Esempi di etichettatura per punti
-- -- --

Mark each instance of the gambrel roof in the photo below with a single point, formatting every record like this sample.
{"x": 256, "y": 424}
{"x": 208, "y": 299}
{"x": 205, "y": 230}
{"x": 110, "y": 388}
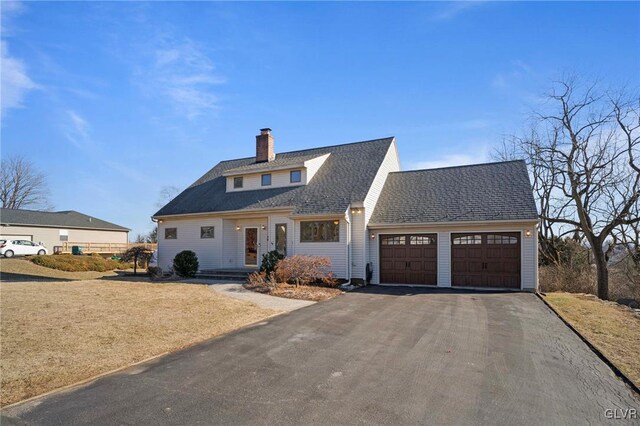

-- -- --

Riscrivi come tabella Markdown tutte le righe dei record qui sopra, con le colonne «Numero» e «Testo», saltando le righe vuote. Lascia fuori le immagini.

__Soluzione completa__.
| Numero | Testo |
|---|---|
| 1 | Mark each instance of the gambrel roof in the photo below with a single point, formatting every record like this sample. |
| 2 | {"x": 256, "y": 424} |
| 3 | {"x": 208, "y": 299} |
| 4 | {"x": 205, "y": 230} |
| 5 | {"x": 110, "y": 388} |